■ Passage provided ■

--------------------------------

If you then try to calculate masses, neither will give the correct result. The first one will actually resolve ox as carboxymethyl because the last-ditch attempt at resolving in Pyteomics is currently a very permissive Unimod search; while the other will just raise an exception. In both files there is a Modifications column where you have the same form for the modification: Oxidation (M). Looks like if we remove the site, we can use the name and have a much better chance of getting a consistent ProForma. However I'm not sure how many other kinds of MaxQuant tables are out there.
Hi Lev!
Because the MaxQuant modification labels used to be very non-specific (like the ox example), we opted to take over the labels as-is to the ProForma string. While this technically renders illegal ProForma entries, they are still parseable. In psm_utils, we then provide the rename_modifications method to convert the MaxQuant labels to legal proforma entries, like Unimod (also see the relevant section in the MS²Rescore docs.
When MaxQuant changed the labels to be more descriptive (like Oxidation (M), we considered automatically applying a mapping. Unfortunately, that would still not include user-defined modifications. Nevertheless, as such a mapping would cover most of the use cases, I'm open to reconsider.
Best, Ralf
Thank you for the response!

--------------------------------

■ Material shown ■
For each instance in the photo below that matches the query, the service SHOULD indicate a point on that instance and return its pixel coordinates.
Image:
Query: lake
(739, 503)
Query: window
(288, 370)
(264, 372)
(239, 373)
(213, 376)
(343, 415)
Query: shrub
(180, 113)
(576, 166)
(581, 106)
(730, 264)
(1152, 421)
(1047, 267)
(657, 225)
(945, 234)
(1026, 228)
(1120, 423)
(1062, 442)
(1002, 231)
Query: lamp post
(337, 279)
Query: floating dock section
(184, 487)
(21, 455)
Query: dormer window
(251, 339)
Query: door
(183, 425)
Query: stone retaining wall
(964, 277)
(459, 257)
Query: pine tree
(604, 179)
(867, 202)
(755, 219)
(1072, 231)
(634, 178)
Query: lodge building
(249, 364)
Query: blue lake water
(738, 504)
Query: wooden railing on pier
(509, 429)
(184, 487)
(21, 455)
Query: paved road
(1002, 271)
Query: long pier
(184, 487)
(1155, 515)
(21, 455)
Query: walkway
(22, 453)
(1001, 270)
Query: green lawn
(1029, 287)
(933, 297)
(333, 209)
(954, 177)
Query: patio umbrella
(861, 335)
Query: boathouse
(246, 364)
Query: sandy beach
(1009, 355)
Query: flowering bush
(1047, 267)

--------------------------------

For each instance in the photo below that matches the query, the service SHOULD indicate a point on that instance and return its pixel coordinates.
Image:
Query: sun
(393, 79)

--------------------------------

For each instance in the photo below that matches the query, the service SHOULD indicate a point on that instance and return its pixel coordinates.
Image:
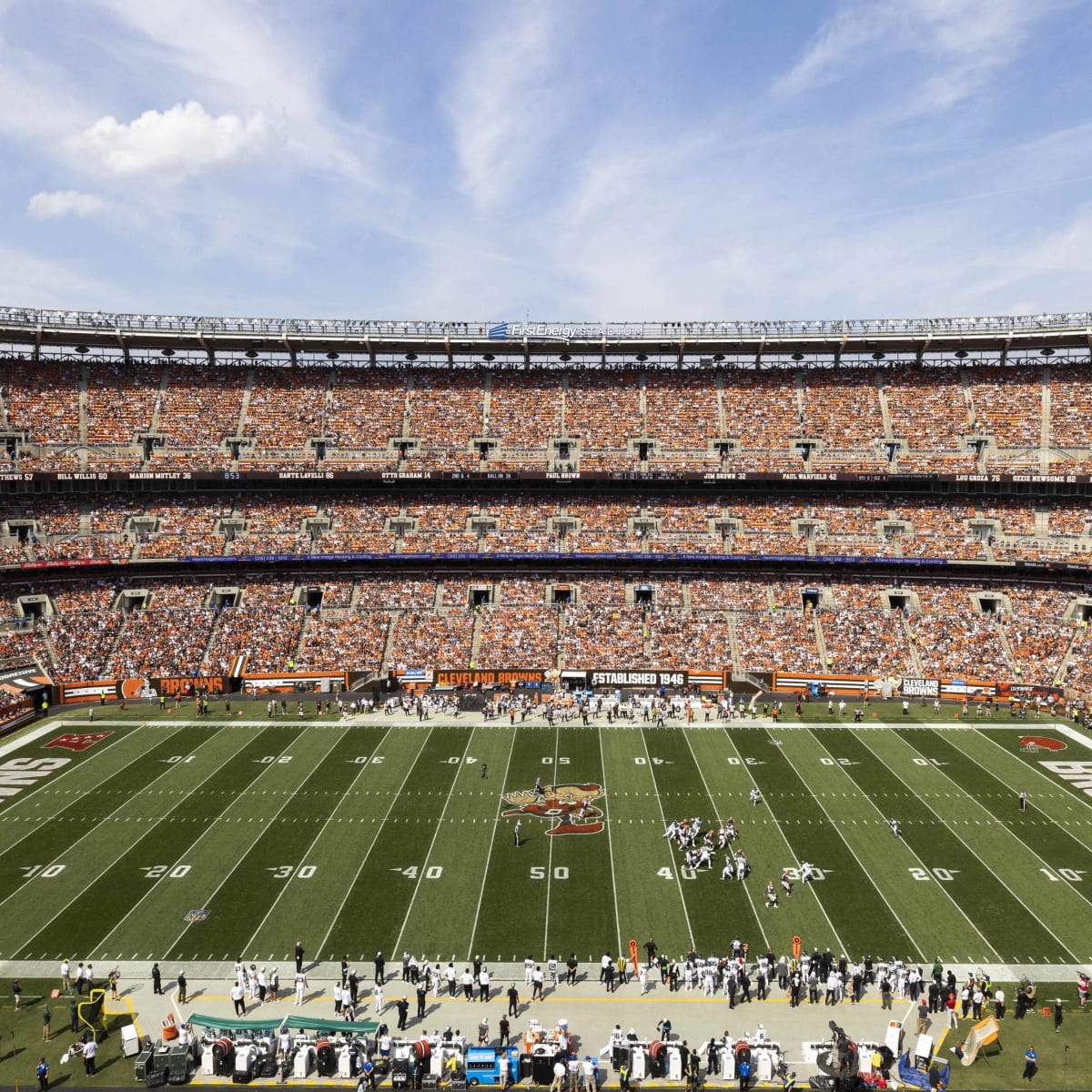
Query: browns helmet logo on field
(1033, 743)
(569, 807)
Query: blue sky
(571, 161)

--------------------------------

■ Actions to take ■
[A] According to the MaxQuant thread, which psm_utils method turns MaxQuant labels into legal ProForma?
[B] For each statement, say yes or no based on the MaxQuant thread, and quote the words that decide it.
(i) MaxQuant modification labels used to be very non-specific.
(ii) An automatic label mapping would also cover user-defined modifications.
(iii) The last-ditch attempt at resolving in Pyteomics is a strict Unimod search.
Use only the MaxQuant thread, not the entries.

■ Solutions ■
[A] The rename_modifications method.

[B]
(i) Yes: "Because the MaxQuant modification labels used to be very non-specific"
(ii) No: "Unfortunately, that would still not include user-defined modifications."
(iii) No: "the last-ditch attempt at resolving in Pyteomics is currently a very permissive Unimod search"